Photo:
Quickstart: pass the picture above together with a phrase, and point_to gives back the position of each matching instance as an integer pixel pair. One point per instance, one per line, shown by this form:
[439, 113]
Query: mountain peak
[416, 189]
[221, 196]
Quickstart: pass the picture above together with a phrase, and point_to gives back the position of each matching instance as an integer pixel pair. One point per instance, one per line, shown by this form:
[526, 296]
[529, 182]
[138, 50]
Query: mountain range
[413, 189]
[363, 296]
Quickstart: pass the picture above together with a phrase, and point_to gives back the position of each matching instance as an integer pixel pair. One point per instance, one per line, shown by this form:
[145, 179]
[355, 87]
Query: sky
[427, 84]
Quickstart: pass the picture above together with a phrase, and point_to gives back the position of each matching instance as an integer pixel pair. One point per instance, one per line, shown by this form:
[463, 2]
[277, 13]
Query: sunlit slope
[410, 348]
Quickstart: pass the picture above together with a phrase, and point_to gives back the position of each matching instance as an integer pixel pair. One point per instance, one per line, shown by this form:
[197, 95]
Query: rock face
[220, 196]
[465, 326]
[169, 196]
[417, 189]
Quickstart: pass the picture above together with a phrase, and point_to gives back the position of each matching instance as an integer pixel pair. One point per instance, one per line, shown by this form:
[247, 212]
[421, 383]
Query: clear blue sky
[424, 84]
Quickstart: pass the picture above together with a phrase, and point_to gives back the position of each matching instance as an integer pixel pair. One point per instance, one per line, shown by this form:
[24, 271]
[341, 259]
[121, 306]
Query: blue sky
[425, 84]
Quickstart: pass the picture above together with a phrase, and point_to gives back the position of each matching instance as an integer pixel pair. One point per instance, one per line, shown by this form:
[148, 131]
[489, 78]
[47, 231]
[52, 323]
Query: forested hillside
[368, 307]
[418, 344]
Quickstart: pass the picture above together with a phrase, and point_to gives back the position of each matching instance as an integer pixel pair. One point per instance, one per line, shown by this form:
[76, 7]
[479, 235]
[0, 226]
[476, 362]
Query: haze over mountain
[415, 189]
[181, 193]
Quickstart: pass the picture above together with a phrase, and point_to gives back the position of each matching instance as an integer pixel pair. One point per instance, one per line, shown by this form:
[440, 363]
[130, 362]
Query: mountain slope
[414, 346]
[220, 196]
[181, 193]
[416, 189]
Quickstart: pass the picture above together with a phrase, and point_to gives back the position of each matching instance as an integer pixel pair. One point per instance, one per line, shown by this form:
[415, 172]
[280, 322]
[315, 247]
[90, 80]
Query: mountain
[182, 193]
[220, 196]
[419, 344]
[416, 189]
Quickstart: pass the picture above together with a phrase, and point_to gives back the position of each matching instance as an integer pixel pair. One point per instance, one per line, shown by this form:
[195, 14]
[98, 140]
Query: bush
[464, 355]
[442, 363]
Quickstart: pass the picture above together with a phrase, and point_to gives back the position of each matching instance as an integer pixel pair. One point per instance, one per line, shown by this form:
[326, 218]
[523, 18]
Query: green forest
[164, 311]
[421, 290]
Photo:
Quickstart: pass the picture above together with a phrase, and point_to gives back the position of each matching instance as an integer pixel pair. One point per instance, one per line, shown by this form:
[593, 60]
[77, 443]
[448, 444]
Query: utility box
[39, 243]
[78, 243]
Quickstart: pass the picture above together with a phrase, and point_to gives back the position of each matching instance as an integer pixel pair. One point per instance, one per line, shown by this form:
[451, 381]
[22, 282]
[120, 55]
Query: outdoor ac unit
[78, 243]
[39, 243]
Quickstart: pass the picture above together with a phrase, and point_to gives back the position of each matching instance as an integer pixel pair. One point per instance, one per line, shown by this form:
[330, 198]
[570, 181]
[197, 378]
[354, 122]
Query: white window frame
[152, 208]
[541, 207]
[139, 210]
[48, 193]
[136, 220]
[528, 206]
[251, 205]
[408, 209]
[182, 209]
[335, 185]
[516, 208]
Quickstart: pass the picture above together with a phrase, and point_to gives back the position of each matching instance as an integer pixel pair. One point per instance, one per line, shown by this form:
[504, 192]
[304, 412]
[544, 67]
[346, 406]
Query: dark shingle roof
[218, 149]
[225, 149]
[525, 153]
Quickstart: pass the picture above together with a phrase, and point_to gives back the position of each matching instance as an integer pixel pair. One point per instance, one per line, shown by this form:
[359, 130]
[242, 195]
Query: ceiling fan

STATED PROBLEM: Locate every line in the rows above that contains the string "slope", and copy each such line.

TASK SOLUTION:
Query: sunlit slope
Query: mountain slope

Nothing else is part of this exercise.